Put everything from the line containing "If you would be willing to indicate the folded" down to the end of the records into a two-column CSV with the headers entry_text and answer_points, one row per record, placing its text and its answer each in a single quoted field with line breaks turned into spaces. Leave the pictures out.

Begin

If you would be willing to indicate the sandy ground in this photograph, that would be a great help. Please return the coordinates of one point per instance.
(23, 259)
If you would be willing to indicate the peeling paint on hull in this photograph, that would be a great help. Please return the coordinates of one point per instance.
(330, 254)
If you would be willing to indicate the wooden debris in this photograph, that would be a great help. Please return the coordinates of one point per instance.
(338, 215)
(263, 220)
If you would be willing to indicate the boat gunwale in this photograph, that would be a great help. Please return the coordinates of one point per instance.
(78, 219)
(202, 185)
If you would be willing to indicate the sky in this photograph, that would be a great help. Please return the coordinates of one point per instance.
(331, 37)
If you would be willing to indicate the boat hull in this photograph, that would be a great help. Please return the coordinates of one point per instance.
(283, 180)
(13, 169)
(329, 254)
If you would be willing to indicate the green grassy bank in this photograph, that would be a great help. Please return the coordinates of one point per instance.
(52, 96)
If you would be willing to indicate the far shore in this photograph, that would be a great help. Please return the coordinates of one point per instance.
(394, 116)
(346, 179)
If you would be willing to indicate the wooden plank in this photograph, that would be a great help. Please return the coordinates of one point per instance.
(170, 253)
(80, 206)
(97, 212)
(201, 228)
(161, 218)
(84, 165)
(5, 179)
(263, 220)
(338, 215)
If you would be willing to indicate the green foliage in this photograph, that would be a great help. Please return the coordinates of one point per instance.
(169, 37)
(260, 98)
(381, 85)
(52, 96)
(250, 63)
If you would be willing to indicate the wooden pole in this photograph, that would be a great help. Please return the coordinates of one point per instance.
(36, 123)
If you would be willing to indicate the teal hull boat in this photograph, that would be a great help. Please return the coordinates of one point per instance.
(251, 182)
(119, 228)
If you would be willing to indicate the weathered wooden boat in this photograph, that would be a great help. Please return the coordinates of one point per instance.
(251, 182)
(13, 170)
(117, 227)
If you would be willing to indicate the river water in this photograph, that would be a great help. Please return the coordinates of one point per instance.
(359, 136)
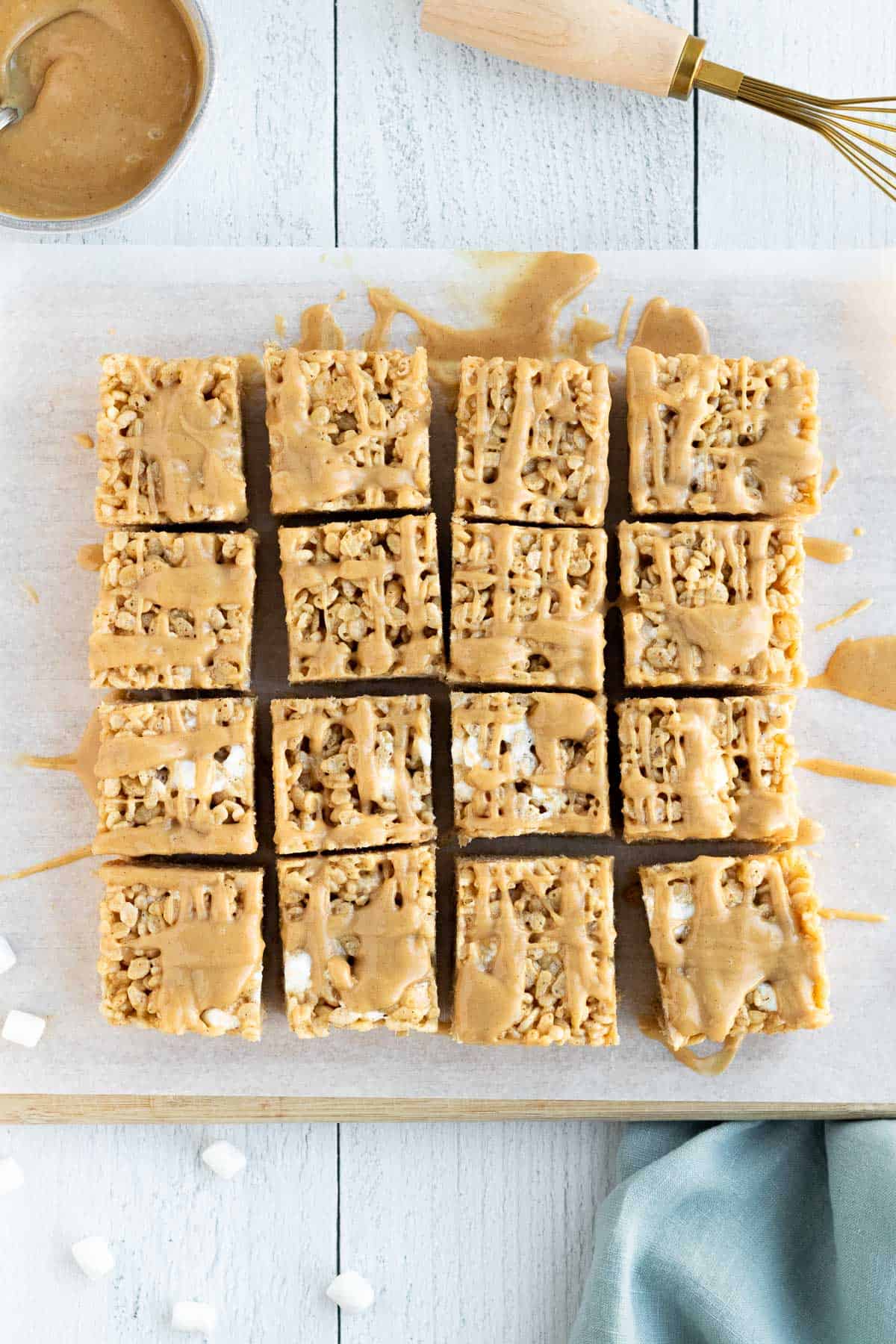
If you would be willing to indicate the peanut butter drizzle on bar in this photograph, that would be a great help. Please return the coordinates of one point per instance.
(199, 584)
(489, 1001)
(541, 394)
(184, 445)
(862, 670)
(567, 629)
(207, 953)
(187, 824)
(729, 635)
(375, 655)
(766, 458)
(671, 331)
(727, 951)
(393, 949)
(308, 470)
(305, 725)
(719, 796)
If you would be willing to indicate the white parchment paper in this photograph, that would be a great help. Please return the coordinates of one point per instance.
(62, 307)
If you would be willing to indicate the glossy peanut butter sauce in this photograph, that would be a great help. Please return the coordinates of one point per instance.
(108, 89)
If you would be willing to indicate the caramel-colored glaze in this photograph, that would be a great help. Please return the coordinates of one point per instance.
(308, 470)
(566, 632)
(853, 915)
(828, 551)
(208, 953)
(319, 329)
(623, 322)
(585, 335)
(709, 1066)
(773, 435)
(489, 1001)
(844, 616)
(81, 762)
(729, 951)
(60, 862)
(188, 453)
(842, 771)
(524, 316)
(864, 670)
(90, 558)
(390, 930)
(109, 89)
(671, 331)
(835, 475)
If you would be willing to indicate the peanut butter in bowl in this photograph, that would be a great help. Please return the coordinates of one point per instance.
(107, 90)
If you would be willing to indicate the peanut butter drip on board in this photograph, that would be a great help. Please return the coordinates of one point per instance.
(864, 670)
(556, 410)
(108, 87)
(714, 436)
(492, 961)
(383, 461)
(718, 764)
(566, 632)
(391, 951)
(210, 952)
(200, 584)
(385, 806)
(187, 823)
(671, 331)
(523, 316)
(319, 329)
(734, 941)
(183, 450)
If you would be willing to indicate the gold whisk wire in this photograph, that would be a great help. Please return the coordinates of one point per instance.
(841, 121)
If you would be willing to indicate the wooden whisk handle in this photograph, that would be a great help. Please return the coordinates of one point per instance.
(605, 40)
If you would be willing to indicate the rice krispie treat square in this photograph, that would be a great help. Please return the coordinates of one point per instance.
(176, 777)
(738, 947)
(348, 429)
(169, 440)
(712, 604)
(361, 600)
(175, 612)
(527, 605)
(535, 960)
(722, 436)
(180, 949)
(709, 769)
(529, 764)
(532, 441)
(359, 941)
(352, 774)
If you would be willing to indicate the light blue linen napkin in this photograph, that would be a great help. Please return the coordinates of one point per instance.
(770, 1233)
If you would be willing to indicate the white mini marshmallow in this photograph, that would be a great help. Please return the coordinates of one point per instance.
(7, 956)
(223, 1159)
(351, 1292)
(297, 972)
(11, 1176)
(220, 1021)
(23, 1028)
(93, 1257)
(193, 1316)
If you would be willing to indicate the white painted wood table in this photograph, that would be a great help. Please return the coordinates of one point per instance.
(341, 124)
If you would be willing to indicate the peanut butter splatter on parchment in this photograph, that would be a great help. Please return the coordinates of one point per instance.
(671, 331)
(830, 553)
(844, 616)
(862, 670)
(523, 316)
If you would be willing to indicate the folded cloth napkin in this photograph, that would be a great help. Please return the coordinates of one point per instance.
(768, 1233)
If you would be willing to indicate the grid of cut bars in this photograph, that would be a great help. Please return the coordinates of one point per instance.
(709, 604)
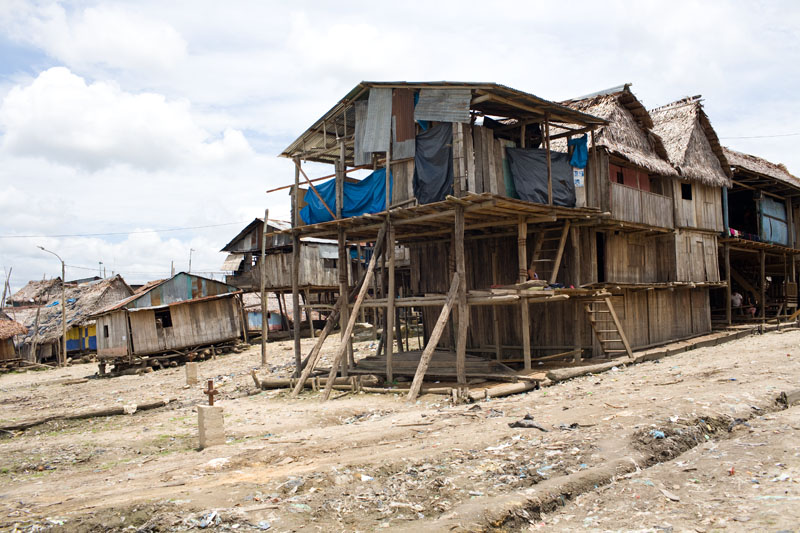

End

Problem solution.
entry_text,answer_points
"If you would be willing to indicate the folded cloth napkin in this photograph, that would be a great help. Please return the coordinates of one point per instance.","(768, 1233)"
"If you would be willing to indicate the grid of cut bars in this photograph, that would be a great help. Please return the coordinates of one point per instance.","(709, 604)"